→ **Prompt**
Copy all lines below exactly as written. Leave pictures out.

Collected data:
=== Section Start ===
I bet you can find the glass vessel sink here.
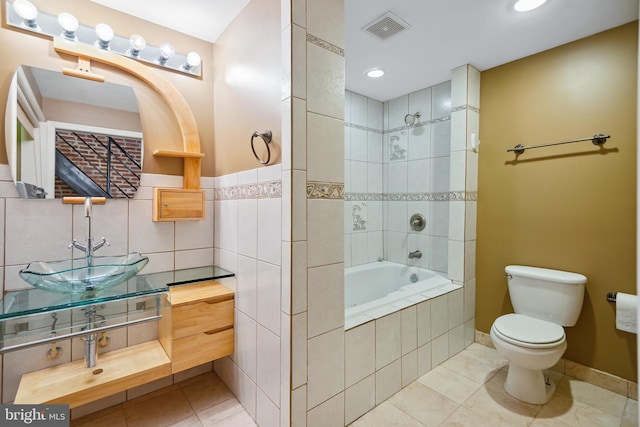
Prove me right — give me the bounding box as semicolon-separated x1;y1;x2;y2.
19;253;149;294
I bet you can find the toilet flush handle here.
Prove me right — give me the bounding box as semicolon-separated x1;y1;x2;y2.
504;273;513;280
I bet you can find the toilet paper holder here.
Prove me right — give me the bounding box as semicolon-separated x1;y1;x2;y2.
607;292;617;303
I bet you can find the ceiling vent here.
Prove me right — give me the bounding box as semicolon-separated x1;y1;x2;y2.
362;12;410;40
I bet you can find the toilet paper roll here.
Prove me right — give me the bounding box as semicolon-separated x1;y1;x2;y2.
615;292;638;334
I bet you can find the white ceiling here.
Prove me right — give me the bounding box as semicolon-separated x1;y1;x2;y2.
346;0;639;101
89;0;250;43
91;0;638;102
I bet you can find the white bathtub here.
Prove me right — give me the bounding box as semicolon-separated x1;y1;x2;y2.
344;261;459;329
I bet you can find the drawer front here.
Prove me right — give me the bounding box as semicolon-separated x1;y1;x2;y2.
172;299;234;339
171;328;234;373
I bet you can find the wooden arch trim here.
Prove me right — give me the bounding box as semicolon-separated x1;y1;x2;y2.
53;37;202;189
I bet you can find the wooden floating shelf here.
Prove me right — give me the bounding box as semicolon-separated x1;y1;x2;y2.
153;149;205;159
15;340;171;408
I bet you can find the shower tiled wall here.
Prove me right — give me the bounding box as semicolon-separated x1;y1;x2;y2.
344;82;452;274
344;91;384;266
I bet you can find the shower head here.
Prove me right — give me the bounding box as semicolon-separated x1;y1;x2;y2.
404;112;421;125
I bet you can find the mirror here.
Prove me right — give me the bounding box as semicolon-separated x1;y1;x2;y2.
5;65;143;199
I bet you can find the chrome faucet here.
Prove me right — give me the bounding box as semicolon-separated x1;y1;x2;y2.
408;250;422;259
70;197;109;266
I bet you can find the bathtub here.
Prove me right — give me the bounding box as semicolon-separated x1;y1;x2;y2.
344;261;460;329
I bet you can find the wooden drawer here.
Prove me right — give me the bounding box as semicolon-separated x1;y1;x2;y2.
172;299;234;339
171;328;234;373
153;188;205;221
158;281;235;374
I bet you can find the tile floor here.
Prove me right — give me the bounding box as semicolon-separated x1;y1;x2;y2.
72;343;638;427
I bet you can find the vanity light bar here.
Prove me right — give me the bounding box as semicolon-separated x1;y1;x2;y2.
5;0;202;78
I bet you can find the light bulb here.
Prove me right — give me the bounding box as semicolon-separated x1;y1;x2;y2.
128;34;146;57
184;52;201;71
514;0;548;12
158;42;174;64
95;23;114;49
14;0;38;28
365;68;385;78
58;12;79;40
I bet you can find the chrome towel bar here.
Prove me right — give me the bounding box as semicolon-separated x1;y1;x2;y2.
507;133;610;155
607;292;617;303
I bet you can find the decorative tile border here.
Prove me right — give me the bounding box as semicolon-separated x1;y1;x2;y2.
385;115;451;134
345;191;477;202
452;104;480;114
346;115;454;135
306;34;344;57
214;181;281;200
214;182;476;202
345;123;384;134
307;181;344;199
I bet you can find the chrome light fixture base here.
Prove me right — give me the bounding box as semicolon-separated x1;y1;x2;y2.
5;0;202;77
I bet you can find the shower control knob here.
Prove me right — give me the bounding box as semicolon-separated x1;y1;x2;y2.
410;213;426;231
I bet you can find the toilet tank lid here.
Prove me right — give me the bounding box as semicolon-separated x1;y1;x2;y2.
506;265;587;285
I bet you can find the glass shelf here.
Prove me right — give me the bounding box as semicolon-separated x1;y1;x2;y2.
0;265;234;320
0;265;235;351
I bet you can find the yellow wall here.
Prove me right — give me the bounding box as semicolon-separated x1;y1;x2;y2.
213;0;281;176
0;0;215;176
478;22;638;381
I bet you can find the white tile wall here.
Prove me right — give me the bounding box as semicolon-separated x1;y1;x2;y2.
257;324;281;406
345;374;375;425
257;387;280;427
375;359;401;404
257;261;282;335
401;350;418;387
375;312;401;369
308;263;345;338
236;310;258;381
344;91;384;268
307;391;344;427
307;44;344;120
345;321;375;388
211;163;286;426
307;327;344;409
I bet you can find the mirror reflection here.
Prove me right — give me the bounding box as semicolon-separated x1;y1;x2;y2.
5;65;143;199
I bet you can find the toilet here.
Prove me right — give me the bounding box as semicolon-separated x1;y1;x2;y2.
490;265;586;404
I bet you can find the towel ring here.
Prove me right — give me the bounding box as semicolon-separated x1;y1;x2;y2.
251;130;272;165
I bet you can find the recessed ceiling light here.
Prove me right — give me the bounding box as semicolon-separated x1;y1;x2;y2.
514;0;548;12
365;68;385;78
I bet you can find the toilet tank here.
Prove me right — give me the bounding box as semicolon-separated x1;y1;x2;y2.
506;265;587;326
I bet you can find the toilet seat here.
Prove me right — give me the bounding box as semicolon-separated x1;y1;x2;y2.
=== Section End ===
→ **Finished task**
I bet you can find the glass vessel sink here.
Prove me right — give me the bounding box as semicolon-separated x1;y1;x2;y2.
19;253;149;294
I bet you can find the toilet flush handle here.
Prove me right — give me the bounding box as semicolon-separated x1;y1;x2;y2.
504;273;513;280
I bet you can find the toilet paper holder here.
Prove me right — give me the bounding box as semicolon-separated x1;y1;x2;y2.
607;292;617;303
I bet you can find the ceiling vent here.
Prove me right — give me the bounding box as semicolon-separated x1;y1;x2;y2.
362;12;410;40
I bet you can find the toilet paper roll here.
Prove me right — give me the bounding box as semicolon-separated x1;y1;x2;y2.
615;292;638;334
I bet you can find the white ceiling here.
Prove me right — give me the bounding box as semicolon-separated x1;y1;x2;y2.
346;0;639;101
89;0;250;43
91;0;638;102
I bet you can find the white bathtub here.
Prove me right — give me the bounding box as semicolon-separated x1;y1;x2;y2.
344;261;459;329
I bet you can find the drawer front here.
Prove me right — give me the bounding box as semicolon-separated x1;y1;x2;y2.
172;299;234;339
171;328;234;373
I bet you can find the wooden arch trim here.
Prove me right — give me the bounding box as semicolon-separated x1;y1;x2;y2.
53;37;202;189
I bet you can find the wooden floating shelf here.
Prove me right — give me the bounding box as semicolon-separated x1;y1;x2;y2.
153;149;205;159
15;340;171;408
I bet you can find the shower tiled wall here.
Prove me right — give me the bounding box as semicolon-separated x1;y1;x2;y2.
344;82;452;274
344;91;384;266
I bet you can find the shower head here.
Prove me right — give me the bounding box as semicolon-separated x1;y1;x2;y2.
404;112;421;125
I bet you can find the mirror here.
Prove me right — give me the bounding box as semicolon-separated x1;y1;x2;y2.
5;65;143;199
I bet you can find the chrome faucet here.
Prove me right — give me the bounding box as semicolon-separated x1;y1;x2;y2.
408;250;422;259
70;197;109;266
I bet you can find the bathtub here.
Prove me right — give me the bounding box as semicolon-separated x1;y1;x2;y2.
344;261;460;329
I bet you can find the wooden drawer here.
Prove me right — give me the bounding box as semicolon-separated x1;y1;x2;y2.
172;299;234;339
171;328;234;373
153;188;205;221
158;281;235;374
I bet you can find the tile floor here.
Prove me right — give me the bounding box as semicolon-separated x1;y1;x2;y2.
72;343;638;427
I bet you can find the vanity light bar here.
Prove me right — give me the bounding box as semicolon-separated x1;y1;x2;y2.
5;0;202;78
I bet you can find the light bulb here.
Prove me right — give me the bounding box as semicolon-separated x1;y1;x2;y2.
128;34;146;57
184;52;201;71
514;0;548;12
158;42;174;64
95;23;114;49
14;0;38;28
365;68;385;78
58;12;79;40
I bet you can find the chrome towel bar here.
Prove me right — give me the bounding box as semicolon-separated x1;y1;x2;y2.
507;133;610;155
607;292;617;303
I bet you can find the decorative tile border here.
Prove me right — give me the bounding box as semicolon-separated x1;y1;x2;y2.
385;115;451;134
345;191;477;202
452;104;480;114
346;115;454;135
306;34;344;57
214;181;281;200
214;182;476;202
345;123;384;134
307;181;344;199
I bet you can find the chrome light fixture base here.
Prove me right — give me the bounding box as semicolon-separated x1;y1;x2;y2.
5;0;202;77
I bet you can find the shower control knob here.
Prove me right — give me the bounding box as semicolon-separated x1;y1;x2;y2.
410;213;426;231
I bet you can find the toilet tank lid here.
Prove me right — give me the bounding box as semicolon-separated x1;y1;x2;y2.
506;265;587;285
I bet you can find the glass shelf here.
Prove me right — give me the bounding box as semicolon-separated x1;y1;x2;y2.
0;265;234;320
0;265;235;351
I bet you can find the yellow wall here.
Prove me right — give me the bounding box as semicolon-separated x1;y1;x2;y2.
213;0;281;176
0;0;215;176
478;22;638;381
I bet you can find the white tile wall here.
Prove me right — give me the bounding box as semicolon-separated x1;y1;x2;y2.
257;324;281;406
345;374;375;425
257;387;280;427
375;359;401;404
257;261;282;335
401;350;418;387
375;312;401;369
308;263;345;338
236;310;258;381
344;91;384;268
307;391;344;427
307;44;344;120
345;321;375;388
211;163;286;426
307;327;344;409
I bet you can find the mirror reflection here.
Prove me right — give me the bounding box as semicolon-separated x1;y1;x2;y2.
5;65;143;199
I bet you can find the toilet here.
Prove me right — give me the bounding box as semicolon-separated x1;y1;x2;y2.
490;265;586;404
I bet you can find the towel ring here.
Prove me right — give me the bounding box as semicolon-separated x1;y1;x2;y2.
251;130;272;165
I bet you can find the recessed ceiling light here.
Prove me right — give me the bounding box as semicolon-separated x1;y1;x2;y2.
514;0;548;12
365;68;385;78
I bet you can find the toilet tank here.
Prove me right — give me the bounding box as semicolon-separated x1;y1;x2;y2.
506;265;587;326
I bet you can find the toilet seat here.
Prove me right — give me the bounding box as semicolon-separated x1;y1;x2;y2.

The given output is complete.